• [YOUR TASK]:
Copy the data below exactly.

• [STORED DATA]:
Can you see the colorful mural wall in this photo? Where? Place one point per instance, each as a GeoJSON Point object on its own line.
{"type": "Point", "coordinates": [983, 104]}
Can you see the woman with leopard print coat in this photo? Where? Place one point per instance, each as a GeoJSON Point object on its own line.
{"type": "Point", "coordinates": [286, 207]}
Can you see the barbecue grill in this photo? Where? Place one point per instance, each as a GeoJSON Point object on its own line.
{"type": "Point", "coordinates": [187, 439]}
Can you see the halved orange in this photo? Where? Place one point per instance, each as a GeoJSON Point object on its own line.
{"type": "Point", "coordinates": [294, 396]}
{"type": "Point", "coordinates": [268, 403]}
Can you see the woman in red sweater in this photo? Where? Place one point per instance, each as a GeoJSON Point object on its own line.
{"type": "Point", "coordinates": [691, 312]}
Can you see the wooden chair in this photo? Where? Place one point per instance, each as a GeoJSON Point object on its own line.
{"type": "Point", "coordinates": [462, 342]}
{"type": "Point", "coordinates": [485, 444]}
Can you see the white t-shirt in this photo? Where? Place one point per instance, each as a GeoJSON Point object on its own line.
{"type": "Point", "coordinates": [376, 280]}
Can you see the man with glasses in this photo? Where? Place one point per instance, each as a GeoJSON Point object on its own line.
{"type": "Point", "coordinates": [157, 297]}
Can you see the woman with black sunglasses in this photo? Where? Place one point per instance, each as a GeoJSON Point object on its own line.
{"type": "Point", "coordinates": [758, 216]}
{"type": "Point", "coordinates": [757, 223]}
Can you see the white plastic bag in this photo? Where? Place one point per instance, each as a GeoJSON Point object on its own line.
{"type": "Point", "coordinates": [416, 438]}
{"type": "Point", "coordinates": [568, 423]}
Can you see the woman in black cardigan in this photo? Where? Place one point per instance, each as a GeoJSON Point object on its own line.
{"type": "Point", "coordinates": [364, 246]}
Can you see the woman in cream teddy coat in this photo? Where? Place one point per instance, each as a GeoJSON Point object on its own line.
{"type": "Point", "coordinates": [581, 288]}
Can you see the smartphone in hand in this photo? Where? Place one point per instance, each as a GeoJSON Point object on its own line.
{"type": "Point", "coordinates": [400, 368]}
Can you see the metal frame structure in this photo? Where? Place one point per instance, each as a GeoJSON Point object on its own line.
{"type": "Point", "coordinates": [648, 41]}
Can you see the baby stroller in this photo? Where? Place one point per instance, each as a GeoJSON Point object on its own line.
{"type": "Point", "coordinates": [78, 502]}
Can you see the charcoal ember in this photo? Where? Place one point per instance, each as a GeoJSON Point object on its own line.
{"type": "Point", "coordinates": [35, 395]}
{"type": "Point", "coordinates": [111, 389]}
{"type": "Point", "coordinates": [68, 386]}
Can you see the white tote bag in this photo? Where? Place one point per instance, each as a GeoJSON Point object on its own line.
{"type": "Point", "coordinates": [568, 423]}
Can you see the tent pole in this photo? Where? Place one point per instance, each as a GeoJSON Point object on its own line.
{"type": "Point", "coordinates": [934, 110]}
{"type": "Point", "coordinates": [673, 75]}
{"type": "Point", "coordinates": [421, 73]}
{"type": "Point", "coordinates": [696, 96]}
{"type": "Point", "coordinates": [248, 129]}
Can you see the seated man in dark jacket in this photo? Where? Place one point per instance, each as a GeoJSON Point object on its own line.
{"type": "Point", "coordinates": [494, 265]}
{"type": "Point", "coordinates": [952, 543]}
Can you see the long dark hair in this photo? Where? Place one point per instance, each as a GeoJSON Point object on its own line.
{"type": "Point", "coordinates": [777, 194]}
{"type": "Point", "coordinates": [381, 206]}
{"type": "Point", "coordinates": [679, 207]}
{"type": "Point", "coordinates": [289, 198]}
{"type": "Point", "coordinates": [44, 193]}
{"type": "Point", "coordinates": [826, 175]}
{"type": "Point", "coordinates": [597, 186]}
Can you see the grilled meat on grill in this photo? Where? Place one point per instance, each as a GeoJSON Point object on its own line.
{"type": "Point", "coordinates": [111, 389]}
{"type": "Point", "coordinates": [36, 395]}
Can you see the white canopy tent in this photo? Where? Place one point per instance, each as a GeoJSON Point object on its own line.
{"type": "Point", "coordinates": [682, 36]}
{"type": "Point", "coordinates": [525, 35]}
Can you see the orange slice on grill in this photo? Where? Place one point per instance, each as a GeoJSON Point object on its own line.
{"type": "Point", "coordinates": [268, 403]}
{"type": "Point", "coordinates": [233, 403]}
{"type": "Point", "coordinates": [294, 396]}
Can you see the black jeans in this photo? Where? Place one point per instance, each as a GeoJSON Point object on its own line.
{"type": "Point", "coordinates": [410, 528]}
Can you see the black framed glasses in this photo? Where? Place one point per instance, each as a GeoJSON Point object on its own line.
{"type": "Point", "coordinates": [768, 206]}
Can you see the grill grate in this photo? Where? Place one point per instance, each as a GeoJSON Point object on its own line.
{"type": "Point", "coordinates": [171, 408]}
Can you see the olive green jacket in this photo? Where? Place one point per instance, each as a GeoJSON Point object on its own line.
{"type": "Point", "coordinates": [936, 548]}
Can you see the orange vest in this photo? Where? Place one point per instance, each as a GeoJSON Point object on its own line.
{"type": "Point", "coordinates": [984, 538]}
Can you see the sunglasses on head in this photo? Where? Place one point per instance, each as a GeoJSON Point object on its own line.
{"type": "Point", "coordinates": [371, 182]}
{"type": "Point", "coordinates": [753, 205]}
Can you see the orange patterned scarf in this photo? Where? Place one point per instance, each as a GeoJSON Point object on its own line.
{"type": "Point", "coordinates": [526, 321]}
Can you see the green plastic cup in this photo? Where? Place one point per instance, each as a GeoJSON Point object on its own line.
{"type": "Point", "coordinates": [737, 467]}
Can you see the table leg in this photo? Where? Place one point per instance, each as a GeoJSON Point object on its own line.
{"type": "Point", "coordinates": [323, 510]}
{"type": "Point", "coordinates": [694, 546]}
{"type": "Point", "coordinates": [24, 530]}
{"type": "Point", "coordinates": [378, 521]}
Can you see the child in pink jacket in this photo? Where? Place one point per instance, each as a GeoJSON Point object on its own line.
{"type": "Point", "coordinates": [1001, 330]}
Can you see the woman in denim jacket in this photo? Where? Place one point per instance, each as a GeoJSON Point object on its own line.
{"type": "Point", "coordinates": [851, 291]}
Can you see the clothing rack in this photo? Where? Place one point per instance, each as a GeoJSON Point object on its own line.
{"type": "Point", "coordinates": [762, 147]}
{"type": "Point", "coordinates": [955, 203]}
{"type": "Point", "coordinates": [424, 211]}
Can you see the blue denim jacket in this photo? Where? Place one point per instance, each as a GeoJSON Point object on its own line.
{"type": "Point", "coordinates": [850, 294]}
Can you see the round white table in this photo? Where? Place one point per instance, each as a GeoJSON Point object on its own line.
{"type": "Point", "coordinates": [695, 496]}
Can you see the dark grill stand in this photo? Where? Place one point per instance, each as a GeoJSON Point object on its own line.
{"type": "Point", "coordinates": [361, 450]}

• [WRITTEN RESPONSE]:
Can you see the colorful mural wall in this photo? Where? Place one point per instance, each as a GeoJSON Point object on its own line.
{"type": "Point", "coordinates": [983, 104]}
Can you see the woman with leopard print coat in this photo? Where? Place one point per instance, each as a GeoJSON Point object on its own line.
{"type": "Point", "coordinates": [286, 207]}
Can you see the barbecue grill in this photo? Where? Place one point per instance, each as a GeoJSON Point object on its own line.
{"type": "Point", "coordinates": [187, 439]}
Can you see the halved orange in this photo? Where? Place one point per instance, each as a GeoJSON Point object on its own line.
{"type": "Point", "coordinates": [294, 396]}
{"type": "Point", "coordinates": [268, 403]}
Can you see the woman in red sweater in this photo? Where? Place one point per instance, each as a GeoJSON Point object on its own line.
{"type": "Point", "coordinates": [691, 312]}
Can you see the wooden chair in this photo? Where? Place one point per instance, each as a GeoJSON Point object on its own line.
{"type": "Point", "coordinates": [462, 342]}
{"type": "Point", "coordinates": [485, 444]}
Can you see the white t-shirt in this photo? Where? Place one point per instance, each as a GeoJSON Point object on its own line.
{"type": "Point", "coordinates": [376, 280]}
Can you see the man with glasses in this photo? Where? Place one point per instance, each as a GeoJSON Point object on its own line.
{"type": "Point", "coordinates": [157, 297]}
Can you see the woman with black sunglasses in this photo? Where? Place one point per instance, each as a GeoJSON Point object on its own line.
{"type": "Point", "coordinates": [758, 216]}
{"type": "Point", "coordinates": [757, 223]}
Can you see the white plastic bag in this photo? Where? Place one point per instance, each as a GeoJSON Point object on its own line.
{"type": "Point", "coordinates": [416, 438]}
{"type": "Point", "coordinates": [568, 423]}
Can you see the woman in black cardigan in this photo? Where? Place one point per instance, each as a GeoJSON Point object on its own line.
{"type": "Point", "coordinates": [364, 246]}
Can you see the woman in cream teddy coat in this photo? Where? Place one point per instance, each as a GeoJSON Point object on its own line.
{"type": "Point", "coordinates": [581, 288]}
Can you see the smartphone in hand in this photo? Where? Place one point per instance, each as a GeoJSON Point object on its own line.
{"type": "Point", "coordinates": [400, 368]}
Can you see the metal frame structure in this photo? Where? Place one point per instance, each as a GeoJSON Point object on its own line.
{"type": "Point", "coordinates": [648, 41]}
Can you see the baby stroller in this photo? Where? Place one point per instance, each as a GeoJSON Point object on its own line.
{"type": "Point", "coordinates": [78, 502]}
Can you see the charcoal ember in this photo? Where? Place one point per instance, each as a GeoJSON Point object on its own line.
{"type": "Point", "coordinates": [35, 395]}
{"type": "Point", "coordinates": [111, 389]}
{"type": "Point", "coordinates": [68, 386]}
Can you see the white tote bag in this photo? Where? Place one point per instance, each as a GeoJSON Point object on its own line.
{"type": "Point", "coordinates": [568, 423]}
Can you see the tent pole in this photo? Where? Place one point per instance, each as a GeoJSON Point object on its own line.
{"type": "Point", "coordinates": [934, 110]}
{"type": "Point", "coordinates": [673, 75]}
{"type": "Point", "coordinates": [421, 73]}
{"type": "Point", "coordinates": [696, 96]}
{"type": "Point", "coordinates": [248, 129]}
Can you see the seated man in dark jacket in this photo? Where? Place one point per instance, each as a GeoJSON Point object on its own line.
{"type": "Point", "coordinates": [494, 265]}
{"type": "Point", "coordinates": [952, 543]}
Can you see the long dark hair in this photo? Where? Place one point per instance, each as a GeoJSON Point object on its own line.
{"type": "Point", "coordinates": [777, 194]}
{"type": "Point", "coordinates": [381, 206]}
{"type": "Point", "coordinates": [679, 207]}
{"type": "Point", "coordinates": [289, 198]}
{"type": "Point", "coordinates": [44, 193]}
{"type": "Point", "coordinates": [826, 175]}
{"type": "Point", "coordinates": [597, 186]}
Can you see the grilled meat on grill in this photo? Where? Place one point per instance, each as a GeoJSON Point object on its own line.
{"type": "Point", "coordinates": [111, 389]}
{"type": "Point", "coordinates": [36, 395]}
Can you see the white canopy tent in this photo? Where? Place one point per instance, each as a GeoJSON Point object on its own line.
{"type": "Point", "coordinates": [682, 36]}
{"type": "Point", "coordinates": [525, 35]}
Can you see the orange slice on grill in this photo? Where? Place one point per instance, each as a GeoJSON Point object on its own line.
{"type": "Point", "coordinates": [268, 403]}
{"type": "Point", "coordinates": [233, 403]}
{"type": "Point", "coordinates": [294, 396]}
Can you see the black jeans in this photo? Where? Place one point per instance, each as a GeoJSON Point object on its own line.
{"type": "Point", "coordinates": [410, 528]}
Can you see the black framed glasses in this photo? Where? Place one point per instance, each as a GeoJSON Point object on its own line.
{"type": "Point", "coordinates": [768, 206]}
Can you see the grill grate in this photo? Where? Place one point per instance, each as a GeoJSON Point object on its own line.
{"type": "Point", "coordinates": [171, 408]}
Can you see the olive green jacket in this photo? Where? Place one point per instance, each as a GeoJSON Point object on its own line.
{"type": "Point", "coordinates": [936, 548]}
Can you see the orange vest in this photo? Where? Place one point per instance, each as a GeoJSON Point object on its own line.
{"type": "Point", "coordinates": [984, 538]}
Can you see the sunglasses on head in this photo? Where? Place one point per instance, each as a GeoJSON Point object on its own line.
{"type": "Point", "coordinates": [371, 182]}
{"type": "Point", "coordinates": [753, 205]}
Can you see the orange patterned scarf in this photo? Where? Place one point per instance, each as a GeoJSON Point object on its own line.
{"type": "Point", "coordinates": [526, 321]}
Can you see the green plastic cup in this photo? Where? Place one point per instance, each as a GeoJSON Point object on its own line.
{"type": "Point", "coordinates": [737, 467]}
Can you see the table leg in this photo? Where? Place one point per instance, each as a GeoJSON Point object on its own line.
{"type": "Point", "coordinates": [323, 510]}
{"type": "Point", "coordinates": [694, 546]}
{"type": "Point", "coordinates": [24, 530]}
{"type": "Point", "coordinates": [378, 521]}
Can you see the child in pink jacket in this photo? Where? Place one point per instance, each as a GeoJSON Point object on its own line.
{"type": "Point", "coordinates": [1001, 330]}
Can you see the woman in denim jacket in this photo? Where? Place one point per instance, each as a GeoJSON Point object on its own line.
{"type": "Point", "coordinates": [851, 291]}
Can you see the clothing rack in this photo? Where? Place one point per instance, each as a GeoJSON Point object on its own line.
{"type": "Point", "coordinates": [762, 147]}
{"type": "Point", "coordinates": [955, 203]}
{"type": "Point", "coordinates": [424, 211]}
Can you see the blue denim jacket in this photo? Where? Place one point per instance, each as a GeoJSON Point object on its own line.
{"type": "Point", "coordinates": [850, 294]}
Can you see the round white table in this photo? Where? Place one point per instance, each as a GeoJSON Point object on its own line.
{"type": "Point", "coordinates": [695, 496]}
Can you see the dark grill stand in this photo? Where? Place one point per instance, each as a GeoJSON Point object on its own line.
{"type": "Point", "coordinates": [361, 450]}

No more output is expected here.